## BEGIN Data for the task

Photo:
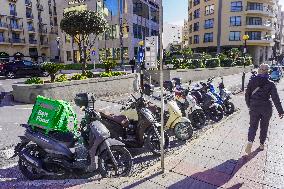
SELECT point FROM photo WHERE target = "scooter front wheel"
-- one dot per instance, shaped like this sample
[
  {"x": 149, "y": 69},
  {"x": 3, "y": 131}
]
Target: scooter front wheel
[
  {"x": 153, "y": 141},
  {"x": 123, "y": 159},
  {"x": 183, "y": 130}
]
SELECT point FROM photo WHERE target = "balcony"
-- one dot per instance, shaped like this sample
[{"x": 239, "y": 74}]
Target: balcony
[
  {"x": 39, "y": 7},
  {"x": 29, "y": 16},
  {"x": 17, "y": 41},
  {"x": 44, "y": 44},
  {"x": 42, "y": 31},
  {"x": 31, "y": 29},
  {"x": 261, "y": 11},
  {"x": 260, "y": 26},
  {"x": 33, "y": 42},
  {"x": 4, "y": 41},
  {"x": 14, "y": 27},
  {"x": 3, "y": 26},
  {"x": 28, "y": 3},
  {"x": 13, "y": 13}
]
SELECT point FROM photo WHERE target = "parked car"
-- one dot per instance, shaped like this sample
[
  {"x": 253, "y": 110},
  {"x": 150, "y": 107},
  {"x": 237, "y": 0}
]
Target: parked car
[{"x": 21, "y": 68}]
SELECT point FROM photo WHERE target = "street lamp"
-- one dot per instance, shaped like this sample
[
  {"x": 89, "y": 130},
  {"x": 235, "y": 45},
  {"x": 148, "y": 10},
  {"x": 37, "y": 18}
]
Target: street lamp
[
  {"x": 58, "y": 48},
  {"x": 245, "y": 38}
]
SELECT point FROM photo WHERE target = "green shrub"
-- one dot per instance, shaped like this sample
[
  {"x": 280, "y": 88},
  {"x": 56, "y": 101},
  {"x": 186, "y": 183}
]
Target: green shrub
[
  {"x": 227, "y": 62},
  {"x": 34, "y": 80},
  {"x": 106, "y": 74},
  {"x": 117, "y": 73},
  {"x": 212, "y": 63},
  {"x": 197, "y": 63},
  {"x": 52, "y": 68},
  {"x": 89, "y": 74},
  {"x": 79, "y": 66},
  {"x": 78, "y": 77},
  {"x": 61, "y": 78}
]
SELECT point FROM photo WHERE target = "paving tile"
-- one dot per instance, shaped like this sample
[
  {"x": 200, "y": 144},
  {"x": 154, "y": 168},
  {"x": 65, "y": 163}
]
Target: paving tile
[
  {"x": 168, "y": 179},
  {"x": 273, "y": 180},
  {"x": 186, "y": 183},
  {"x": 240, "y": 183}
]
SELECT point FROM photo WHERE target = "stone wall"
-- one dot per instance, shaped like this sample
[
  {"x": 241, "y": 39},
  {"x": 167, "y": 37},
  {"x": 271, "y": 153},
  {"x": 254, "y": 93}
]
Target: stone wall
[
  {"x": 67, "y": 90},
  {"x": 195, "y": 74}
]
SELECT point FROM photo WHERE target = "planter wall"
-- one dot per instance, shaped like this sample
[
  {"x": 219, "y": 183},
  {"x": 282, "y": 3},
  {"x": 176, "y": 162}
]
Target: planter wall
[
  {"x": 67, "y": 90},
  {"x": 196, "y": 74}
]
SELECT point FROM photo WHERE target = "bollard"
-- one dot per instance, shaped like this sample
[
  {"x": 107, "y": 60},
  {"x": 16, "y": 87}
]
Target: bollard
[{"x": 243, "y": 81}]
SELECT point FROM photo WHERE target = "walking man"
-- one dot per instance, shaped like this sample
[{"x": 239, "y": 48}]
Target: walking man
[{"x": 258, "y": 94}]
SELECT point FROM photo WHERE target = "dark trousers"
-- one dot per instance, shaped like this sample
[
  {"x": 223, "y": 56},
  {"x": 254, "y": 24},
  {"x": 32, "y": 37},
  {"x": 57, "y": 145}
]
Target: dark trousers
[
  {"x": 260, "y": 115},
  {"x": 132, "y": 67}
]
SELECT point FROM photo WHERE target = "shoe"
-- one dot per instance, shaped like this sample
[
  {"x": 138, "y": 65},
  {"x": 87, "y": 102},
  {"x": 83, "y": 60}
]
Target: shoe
[
  {"x": 248, "y": 148},
  {"x": 261, "y": 147}
]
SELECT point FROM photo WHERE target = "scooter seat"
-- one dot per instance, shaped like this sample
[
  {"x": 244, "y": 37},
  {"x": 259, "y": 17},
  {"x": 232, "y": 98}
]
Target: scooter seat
[
  {"x": 65, "y": 138},
  {"x": 120, "y": 119}
]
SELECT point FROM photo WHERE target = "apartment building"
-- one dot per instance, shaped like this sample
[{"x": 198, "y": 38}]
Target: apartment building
[
  {"x": 136, "y": 19},
  {"x": 217, "y": 25},
  {"x": 27, "y": 28},
  {"x": 185, "y": 34},
  {"x": 172, "y": 35}
]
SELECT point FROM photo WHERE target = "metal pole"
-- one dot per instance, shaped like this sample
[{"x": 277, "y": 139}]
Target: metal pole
[{"x": 162, "y": 89}]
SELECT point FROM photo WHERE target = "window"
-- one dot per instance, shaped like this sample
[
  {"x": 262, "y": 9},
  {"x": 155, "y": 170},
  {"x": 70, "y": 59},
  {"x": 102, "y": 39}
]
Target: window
[
  {"x": 209, "y": 9},
  {"x": 209, "y": 23},
  {"x": 235, "y": 21},
  {"x": 254, "y": 21},
  {"x": 208, "y": 37},
  {"x": 196, "y": 14},
  {"x": 236, "y": 6},
  {"x": 254, "y": 35},
  {"x": 68, "y": 55},
  {"x": 196, "y": 2},
  {"x": 196, "y": 39},
  {"x": 235, "y": 36},
  {"x": 255, "y": 6},
  {"x": 196, "y": 26}
]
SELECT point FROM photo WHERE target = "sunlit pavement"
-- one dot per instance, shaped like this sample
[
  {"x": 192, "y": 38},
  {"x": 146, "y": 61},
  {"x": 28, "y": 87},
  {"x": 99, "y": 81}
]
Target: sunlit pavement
[{"x": 216, "y": 160}]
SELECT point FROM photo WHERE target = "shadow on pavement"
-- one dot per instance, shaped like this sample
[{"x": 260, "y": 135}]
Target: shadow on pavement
[
  {"x": 12, "y": 178},
  {"x": 218, "y": 176}
]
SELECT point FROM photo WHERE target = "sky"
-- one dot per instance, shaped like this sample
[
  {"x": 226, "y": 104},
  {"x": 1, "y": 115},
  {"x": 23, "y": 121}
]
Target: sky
[{"x": 175, "y": 11}]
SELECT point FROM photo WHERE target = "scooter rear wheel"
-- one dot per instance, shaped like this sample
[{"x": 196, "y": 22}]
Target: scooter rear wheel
[
  {"x": 28, "y": 170},
  {"x": 183, "y": 130},
  {"x": 123, "y": 159}
]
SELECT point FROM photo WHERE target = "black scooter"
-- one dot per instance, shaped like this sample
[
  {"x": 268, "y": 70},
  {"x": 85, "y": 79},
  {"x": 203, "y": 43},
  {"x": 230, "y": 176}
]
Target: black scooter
[
  {"x": 52, "y": 155},
  {"x": 136, "y": 127}
]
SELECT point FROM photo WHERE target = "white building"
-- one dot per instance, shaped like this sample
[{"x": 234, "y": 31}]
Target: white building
[
  {"x": 172, "y": 35},
  {"x": 140, "y": 19}
]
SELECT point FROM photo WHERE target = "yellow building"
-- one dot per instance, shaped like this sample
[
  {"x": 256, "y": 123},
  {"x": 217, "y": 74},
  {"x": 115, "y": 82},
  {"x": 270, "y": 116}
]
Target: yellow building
[
  {"x": 27, "y": 29},
  {"x": 218, "y": 25}
]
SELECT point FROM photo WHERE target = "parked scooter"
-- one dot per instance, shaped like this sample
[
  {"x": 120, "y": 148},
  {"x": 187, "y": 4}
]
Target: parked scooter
[
  {"x": 173, "y": 118},
  {"x": 136, "y": 126},
  {"x": 42, "y": 154},
  {"x": 189, "y": 107},
  {"x": 207, "y": 102}
]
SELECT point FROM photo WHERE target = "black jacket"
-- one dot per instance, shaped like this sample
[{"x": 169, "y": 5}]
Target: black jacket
[{"x": 261, "y": 99}]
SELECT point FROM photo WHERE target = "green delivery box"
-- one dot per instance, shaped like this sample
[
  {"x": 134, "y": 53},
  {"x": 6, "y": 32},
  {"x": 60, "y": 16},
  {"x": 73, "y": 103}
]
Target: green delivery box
[{"x": 53, "y": 115}]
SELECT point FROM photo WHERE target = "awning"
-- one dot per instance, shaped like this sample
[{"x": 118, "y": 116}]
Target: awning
[
  {"x": 4, "y": 55},
  {"x": 18, "y": 55}
]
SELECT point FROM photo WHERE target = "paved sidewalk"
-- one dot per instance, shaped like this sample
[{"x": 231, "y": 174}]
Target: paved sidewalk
[{"x": 216, "y": 160}]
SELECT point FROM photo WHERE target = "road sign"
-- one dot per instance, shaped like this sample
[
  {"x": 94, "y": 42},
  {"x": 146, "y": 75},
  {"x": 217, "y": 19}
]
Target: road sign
[{"x": 151, "y": 52}]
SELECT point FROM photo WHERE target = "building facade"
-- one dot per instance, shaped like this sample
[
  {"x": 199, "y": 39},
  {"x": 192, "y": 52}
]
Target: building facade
[
  {"x": 185, "y": 34},
  {"x": 172, "y": 35},
  {"x": 27, "y": 29},
  {"x": 218, "y": 25},
  {"x": 136, "y": 19}
]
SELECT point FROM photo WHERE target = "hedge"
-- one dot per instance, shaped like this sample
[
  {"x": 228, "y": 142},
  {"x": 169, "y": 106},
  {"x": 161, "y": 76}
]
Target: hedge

## END Data for the task

What you are asked to do — Display each line of the material above that contains the string "lamp", treating uppercase and lowercase letters as different.

Written response —
SELECT point FROM photo WHERE target = "street lamp"
Target: street lamp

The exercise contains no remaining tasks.